Exercises to complete —
1 – Using the thread below on open()able objects, mark each statement (a), (b) and (c) yes or no, and back each verdict with the deciding words from the thread, quoted exactly.
(a) The mode literal for the writer method includes 'r'.
(b) pf_moore backs a mode argument that takes a single-character str.
(c) NeilGirdhar claims code is written more often than it is read.
2 – Answer these questions from the thread below on open()able objects.
(a) What does __open_reader__ return?
(b) At what time did rrolls post on May 13, 2025?
(c) According to pf_moore, the model of which function does the single-character mode fit?

--- Start Document ---

`open()`able objects

NeilGirdhar · May 13, 2025, 6:41pm

Rob Rolls:

__open_reader__(*, buffering=-1) -> Reader
__open_writer__(*, mode: Literal['a', 'w', 'x', 'c'], buffering=-1) -> Writer
__open_duplex__(*, mode: Literal['r', 'w', 'x', 'c'], buffering=-1) -> Duplex

Why not use a more descriptive enumeration for the mode then? Because duplex with mode 'r' almost always needs a comment to make it make sense. I think all these modes do unless you’re familiar with them.

rrolls · May 13, 2025, 7:03pm

I suggested that earlier but we felt in the end that the single-character str worked better overall.

Read from here onwards to see how that discussion went.

pf_moore · May 13, 2025, 7:08pm

I support having a mode argument which takes a single-character str. It fits the model of the open function which, after all, is what this API is supporting.

NeilGirdhar · May 13, 2025, 7:11pm

I don’t see much of an argument for strings over enums besides that other functions in Python accept strings. Did I miss it somewhere?

In support of descriptive arguments (longer strings or enums): I think these one character strings are really bad for readers of code, and reading code happens thousands of times more than writing code. We should make code as easy to read as possible.

--- End Document ---
--- Start Dataset excerpt ---

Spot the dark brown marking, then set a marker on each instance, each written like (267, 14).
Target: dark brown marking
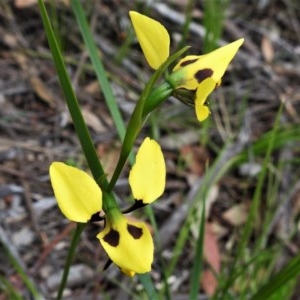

--- End Dataset excerpt ---

Answers per task —
1 –
(a) No: "__open_writer__(*, mode: Literal['a', 'w', 'x', 'c'], buffering=-1) -> Writer"
(b) Yes: "I support having a mode argument which takes a single-character str."
(c) No: "reading code happens thousands of times more than writing code"

2 –
(a) Reader
(b) 7:03pm
(c) The open function